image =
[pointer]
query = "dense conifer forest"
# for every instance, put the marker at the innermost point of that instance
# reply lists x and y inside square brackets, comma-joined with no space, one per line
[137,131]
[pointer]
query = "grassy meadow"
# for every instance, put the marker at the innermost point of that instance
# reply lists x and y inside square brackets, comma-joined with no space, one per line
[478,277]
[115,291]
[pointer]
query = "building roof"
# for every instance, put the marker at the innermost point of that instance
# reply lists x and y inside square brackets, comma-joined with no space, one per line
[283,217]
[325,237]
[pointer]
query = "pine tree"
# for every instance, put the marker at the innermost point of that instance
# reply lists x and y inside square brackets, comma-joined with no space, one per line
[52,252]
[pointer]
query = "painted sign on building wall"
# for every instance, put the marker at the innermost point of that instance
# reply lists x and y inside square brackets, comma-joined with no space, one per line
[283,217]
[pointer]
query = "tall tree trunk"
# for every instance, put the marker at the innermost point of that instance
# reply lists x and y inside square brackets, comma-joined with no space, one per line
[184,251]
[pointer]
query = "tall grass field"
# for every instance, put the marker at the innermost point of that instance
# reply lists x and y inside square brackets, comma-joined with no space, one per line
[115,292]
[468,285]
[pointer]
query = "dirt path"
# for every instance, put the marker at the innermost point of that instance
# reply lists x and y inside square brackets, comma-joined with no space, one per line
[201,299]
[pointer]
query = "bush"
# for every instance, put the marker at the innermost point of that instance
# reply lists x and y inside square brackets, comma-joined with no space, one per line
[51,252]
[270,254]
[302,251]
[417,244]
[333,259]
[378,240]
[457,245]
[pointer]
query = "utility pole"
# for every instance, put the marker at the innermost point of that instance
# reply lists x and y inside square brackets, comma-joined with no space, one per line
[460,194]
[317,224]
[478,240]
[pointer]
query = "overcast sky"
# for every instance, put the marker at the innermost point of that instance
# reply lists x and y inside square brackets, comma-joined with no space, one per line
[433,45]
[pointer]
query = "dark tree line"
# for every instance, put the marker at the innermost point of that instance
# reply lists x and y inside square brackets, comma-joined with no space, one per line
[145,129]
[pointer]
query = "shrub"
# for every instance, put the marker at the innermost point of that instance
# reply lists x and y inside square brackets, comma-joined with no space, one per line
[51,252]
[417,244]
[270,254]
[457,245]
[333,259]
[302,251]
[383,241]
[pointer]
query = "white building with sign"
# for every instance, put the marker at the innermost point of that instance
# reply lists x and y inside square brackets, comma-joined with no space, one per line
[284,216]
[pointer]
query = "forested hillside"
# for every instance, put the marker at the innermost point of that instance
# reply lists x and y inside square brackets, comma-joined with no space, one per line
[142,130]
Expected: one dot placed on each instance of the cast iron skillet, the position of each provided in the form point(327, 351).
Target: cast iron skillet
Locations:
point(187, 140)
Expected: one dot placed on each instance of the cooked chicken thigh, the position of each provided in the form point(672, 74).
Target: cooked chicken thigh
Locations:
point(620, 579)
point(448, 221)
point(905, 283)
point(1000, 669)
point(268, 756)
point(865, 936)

:::::

Convert every line of the items above into a Markdown table with the columns Row and Line, numbering the rows in order and omitting blank lines.

THE RESULT —
| Row | Line |
|---|---|
| 1 | image = |
| 2 | [pointer] |
| 3 | query = "dense conifer forest" |
| 4 | # for every instance, put the marker at the innermost point of that instance |
| 5 | # reply lists x and y inside square brackets, comma-joined with no space, one per line |
| 6 | [137,131] |
| 7 | [pointer] |
| 8 | query = "grassy meadow" |
| 9 | # for every instance, put the marker at the innermost point of that instance |
| 10 | # reply lists x and y inside square brackets, comma-joined with no space, one per line |
| 11 | [478,277] |
| 12 | [115,291] |
| 13 | [pointer] |
| 14 | query = "building roof" |
| 15 | # for every instance, put the marker at the innermost point of that instance |
| 16 | # reply lists x and y inside square brackets, comma-joined with no space, one per line |
| 17 | [283,217] |
| 18 | [325,237] |
| 19 | [pointer] |
| 20 | query = "pine tree" |
| 21 | # for every instance, put the marker at the innermost point of that instance |
| 22 | # reply lists x and y inside square brackets, comma-joined with no space, one per line |
| 23 | [52,252] |
| 24 | [pointer] |
| 25 | query = "painted sign on building wall" |
| 26 | # for every instance, put the marker at the innermost point of that instance |
| 27 | # reply lists x and y inside square brackets, comma-joined with no space, one per line |
| 28 | [283,217] |
| 29 | [pointer] |
| 30 | query = "tall tree trunk" |
| 31 | # for every instance, put the marker at the innermost point of that instance |
| 32 | # reply lists x and y inside square brackets, comma-joined with no space, one per line |
| 33 | [184,251] |
| 34 | [pointer] |
| 35 | query = "tall grass field" |
| 36 | # for every instance, put the marker at the innermost point of that instance |
| 37 | # reply lists x and y inside square brackets, comma-joined with no space, one per line |
| 38 | [115,292] |
| 39 | [468,285] |
| 40 | [pointer] |
| 41 | query = "dirt path" |
| 42 | # for every instance, put the marker at the innermost point of that instance |
| 43 | # reply lists x and y inside square brackets, comma-joined with no space, one per line |
| 44 | [201,299] |
| 45 | [pointer] |
| 46 | query = "bush" |
| 47 | # for every instance, put the marker at the innermost point of that instance |
| 48 | # reply lists x and y inside square brackets, comma-joined with no space, one per line |
| 49 | [51,252] |
| 50 | [270,254] |
| 51 | [302,251] |
| 52 | [417,244] |
| 53 | [333,259] |
| 54 | [378,240] |
| 55 | [457,245] |
| 56 | [pointer] |
| 57 | query = "utility pole" |
| 58 | # for every instance, put the marker at the innermost point of that instance |
| 59 | # reply lists x and y inside square brackets, comma-joined with no space, one per line |
| 60 | [460,194] |
| 61 | [317,224] |
| 62 | [478,240] |
| 63 | [pointer] |
| 64 | query = "overcast sky" |
| 65 | # for every instance, put the marker at the innermost point of that instance |
| 66 | # reply lists x and y inside square brackets, comma-joined with no space, one per line |
| 67 | [433,45] |
| 68 | [pointer] |
| 69 | query = "dark tree line" |
| 70 | # for every instance, put the marker at the innermost point of that instance |
| 71 | # reply lists x and y inside square brackets, comma-joined with no space, one per line |
| 72 | [145,129] |
| 73 | [pointer] |
| 74 | query = "shrub" |
| 75 | # for every instance, put the marker at the innermost point of that instance |
| 76 | # reply lists x and y inside square brackets, comma-joined with no space, one per line |
| 77 | [51,252] |
| 78 | [417,244] |
| 79 | [270,254] |
| 80 | [457,245] |
| 81 | [333,259] |
| 82 | [302,251] |
| 83 | [383,241] |
| 84 | [pointer] |
| 85 | query = "white building with sign" |
| 86 | # for every instance, put the marker at the innermost point of that instance |
| 87 | # reply lists x and y inside square brackets, comma-joined with no space, one per line |
| 88 | [284,216] |
| 89 | [pointer] |
| 90 | query = "forested hillside" |
| 91 | # for every instance, put the marker at the innermost point of that instance |
| 92 | # reply lists x and y inside square brackets, comma-joined with no space, one per line |
| 93 | [142,130] |
| 94 | Expected: one dot placed on each instance of the cast iron skillet, the position of each provided in the form point(327, 351). |
| 95 | Target: cast iron skillet |
| 96 | Locations: |
| 97 | point(187, 140) |
| 98 | Expected: one dot placed on each instance of the cooked chicken thigh, the position of each provided in the form point(672, 74). |
| 99 | Target: cooked chicken thigh |
| 100 | Locations: |
| 101 | point(620, 579) |
| 102 | point(448, 221) |
| 103 | point(905, 283) |
| 104 | point(1000, 669) |
| 105 | point(268, 756) |
| 106 | point(865, 936) |